Source material:
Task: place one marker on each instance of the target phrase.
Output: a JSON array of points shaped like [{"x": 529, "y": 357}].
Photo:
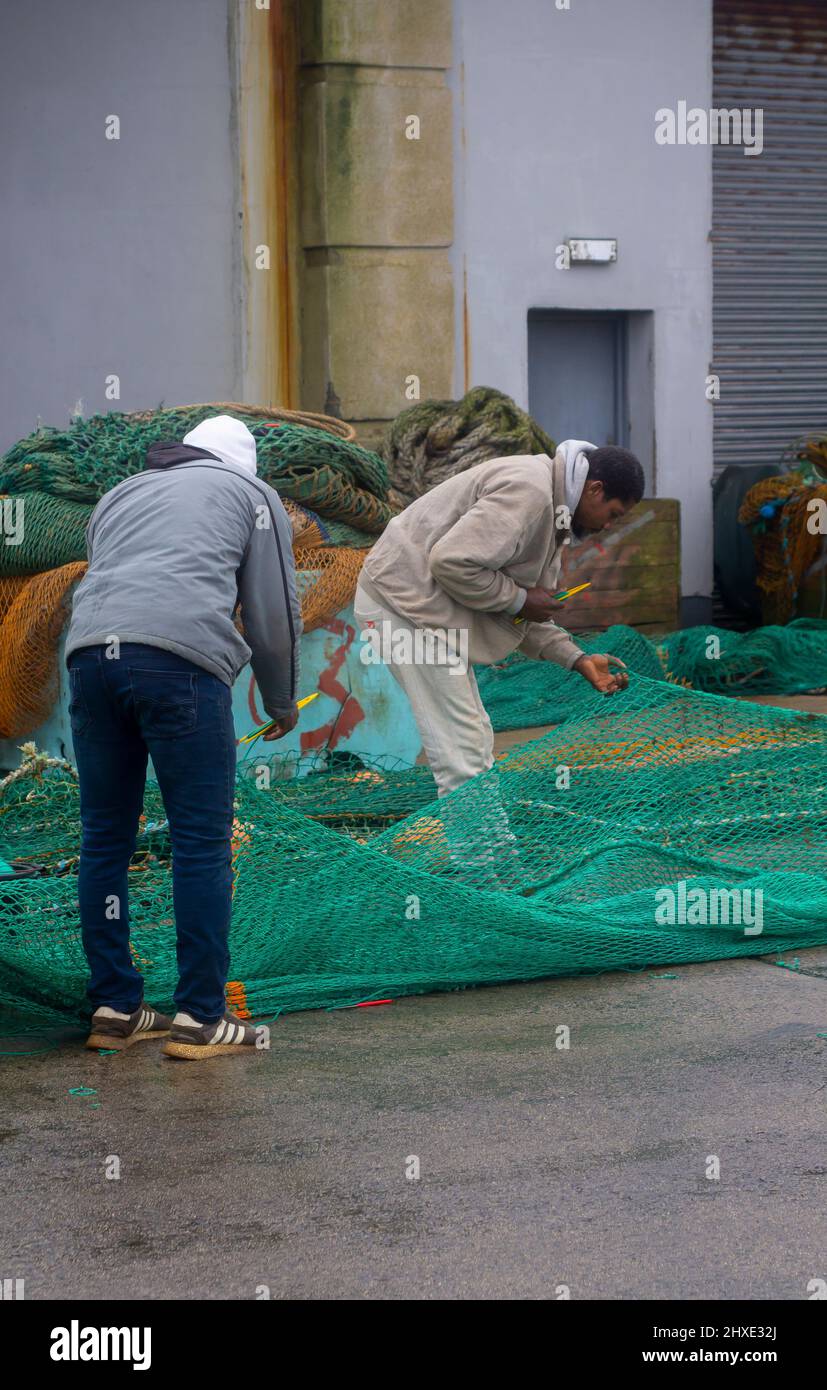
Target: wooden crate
[{"x": 635, "y": 573}]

Written instruction: Copy all of the data above line for line, without changing anything. Leave the picture out of your copy.

Result for this exercise:
Task: place one marker on each instance of the target phrase.
Output: a JSON array of points shaped like [{"x": 529, "y": 357}].
Photo:
Target: wooden crate
[{"x": 635, "y": 573}]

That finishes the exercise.